Your task is to extract every line from the material below exactly.

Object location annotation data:
* Begin *

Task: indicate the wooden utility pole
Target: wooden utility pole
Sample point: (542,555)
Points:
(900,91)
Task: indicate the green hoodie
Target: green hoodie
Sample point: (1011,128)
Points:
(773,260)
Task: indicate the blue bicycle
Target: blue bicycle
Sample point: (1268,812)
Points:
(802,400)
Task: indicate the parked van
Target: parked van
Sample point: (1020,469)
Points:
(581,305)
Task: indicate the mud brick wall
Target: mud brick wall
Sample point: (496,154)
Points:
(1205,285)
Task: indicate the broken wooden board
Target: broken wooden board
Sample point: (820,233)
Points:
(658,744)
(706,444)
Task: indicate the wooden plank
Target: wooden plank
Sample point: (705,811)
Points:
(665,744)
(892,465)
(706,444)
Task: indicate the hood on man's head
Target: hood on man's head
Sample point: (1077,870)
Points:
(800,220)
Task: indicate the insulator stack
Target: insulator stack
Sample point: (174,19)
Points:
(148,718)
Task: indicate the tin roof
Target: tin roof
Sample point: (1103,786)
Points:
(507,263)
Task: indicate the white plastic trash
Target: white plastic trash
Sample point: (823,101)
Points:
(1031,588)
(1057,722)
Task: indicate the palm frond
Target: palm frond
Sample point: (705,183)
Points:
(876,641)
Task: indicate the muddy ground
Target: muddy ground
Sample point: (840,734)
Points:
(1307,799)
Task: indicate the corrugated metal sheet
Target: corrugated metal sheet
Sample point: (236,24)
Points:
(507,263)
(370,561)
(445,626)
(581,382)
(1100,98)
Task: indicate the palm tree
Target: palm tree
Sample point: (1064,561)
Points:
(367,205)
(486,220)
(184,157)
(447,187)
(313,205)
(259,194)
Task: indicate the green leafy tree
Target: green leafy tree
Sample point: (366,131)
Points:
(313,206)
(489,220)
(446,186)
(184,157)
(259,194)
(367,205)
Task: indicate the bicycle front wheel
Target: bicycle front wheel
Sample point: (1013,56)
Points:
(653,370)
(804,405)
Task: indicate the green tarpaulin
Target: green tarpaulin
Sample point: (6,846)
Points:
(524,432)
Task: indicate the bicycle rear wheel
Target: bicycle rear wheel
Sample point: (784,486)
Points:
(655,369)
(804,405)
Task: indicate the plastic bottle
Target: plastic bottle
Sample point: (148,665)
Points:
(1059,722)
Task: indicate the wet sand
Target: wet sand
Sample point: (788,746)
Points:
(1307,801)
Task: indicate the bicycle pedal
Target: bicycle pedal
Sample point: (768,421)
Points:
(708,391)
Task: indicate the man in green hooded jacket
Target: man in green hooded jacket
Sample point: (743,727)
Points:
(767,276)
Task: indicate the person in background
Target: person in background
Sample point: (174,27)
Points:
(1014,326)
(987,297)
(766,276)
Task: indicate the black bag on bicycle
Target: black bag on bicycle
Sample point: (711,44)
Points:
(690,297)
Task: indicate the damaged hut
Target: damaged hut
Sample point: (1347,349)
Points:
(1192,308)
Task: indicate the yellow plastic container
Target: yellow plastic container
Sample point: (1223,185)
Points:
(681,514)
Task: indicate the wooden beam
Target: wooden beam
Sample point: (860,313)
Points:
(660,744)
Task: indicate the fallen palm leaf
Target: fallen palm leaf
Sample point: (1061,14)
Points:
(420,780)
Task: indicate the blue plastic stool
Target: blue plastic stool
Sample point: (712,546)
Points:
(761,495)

* End *

= Solution for this task =
Task: indicate the wooden utility pole
Target: wooden utility pole
Sample point: (542,555)
Points:
(900,91)
Task: indicate the green hoodie
Target: green hoodie
Sample point: (1011,128)
Points:
(773,260)
Task: indicate the blue bicycle
Target: blue bicycle
Sample point: (1268,812)
Points:
(802,400)
Task: indicate the parked van
Target: parked van
Sample point: (1020,469)
Points:
(581,305)
Task: indicate the mud brick wall
Target: mud brick wall
Sample point: (496,154)
Points:
(1205,285)
Task: indicate the broken wooden board
Target: broken wooden board
Sample point: (820,233)
Points:
(658,744)
(706,444)
Task: indicate the wooden plank
Target: wooden plank
Sample point: (705,811)
Points:
(665,744)
(892,465)
(706,444)
Task: indicate the hood on man's head
Target: hood on man's head
Sample point: (1077,870)
Points:
(800,220)
Task: indicate the insulator stack
Target: insulator stack
Sample point: (174,19)
Points:
(148,718)
Task: indicate the tin roof
Target: tin roof
Sample point: (1103,786)
Points:
(507,263)
Task: indicate the white plastic trash
Target: white plastic trash
Sample point: (823,101)
Points:
(1031,588)
(1057,722)
Task: indicate the palm frond
Target: palm frond
Sample point: (705,183)
Points:
(876,641)
Task: indicate the muddy ground
Target: muddy ground
Sample point: (840,734)
Points:
(1307,799)
Task: indicate the corrugated metal sheet
Target: corrugated metal sheet
Sample point: (236,24)
Points:
(507,263)
(370,561)
(445,626)
(581,382)
(1100,98)
Task: indicate the palm tree
Target: palm tree
Sample point: (1064,561)
Points:
(367,205)
(486,220)
(184,157)
(447,187)
(313,205)
(259,194)
Task: indicate the green leafy tree
Target: green leafy tree
Sample point: (366,131)
Points:
(313,206)
(489,220)
(446,186)
(184,157)
(259,194)
(367,205)
Task: indicate the bicycle front wheel
Target: bicycle front wheel
Sample point: (1013,56)
Points:
(653,370)
(804,405)
Task: indicate the green tarpaulin
Target: green tarpaulin
Sample point: (6,846)
Points:
(524,432)
Task: indicate the bicycle rear wheel
Target: bicycle rear wheel
Sample point: (784,486)
Points:
(655,369)
(804,405)
Task: indicate the plastic bottle
Target: plastic bottle
Sample point: (148,665)
Points:
(1059,722)
Task: indicate the wet sand
Target: wet sand
Sample point: (788,746)
Points:
(1307,801)
Task: indicate the bicycle pedal
Target: bicycle pedal
Sample point: (768,421)
Points:
(708,391)
Task: indicate the man in green hooded jacket
Target: man in green hooded jacket
Sample point: (743,727)
Points:
(767,276)
Task: indicate the person in background
Target: person in background
Sample point: (174,27)
Points:
(1014,326)
(987,297)
(766,276)
Task: indicate the black bag on bicycle
Target: black bag on bicycle
Sample point: (711,44)
Points:
(690,297)
Task: indicate the damaged hut
Target: damaged hut
Sample point: (1347,349)
Points:
(1192,308)
Task: indicate the yellow plastic container
Target: yellow plastic container
Sample point: (1223,185)
Points:
(681,514)
Task: indicate the wooden beam
Target: wooden beam
Sample point: (860,313)
Points:
(660,744)
Task: indicate the fallen palm leaf
Target: fallen palm leaf
Sample point: (1061,14)
Points:
(420,780)
Task: indicate the blue plastic stool
Target: blue plastic stool
Sample point: (712,546)
Points:
(761,495)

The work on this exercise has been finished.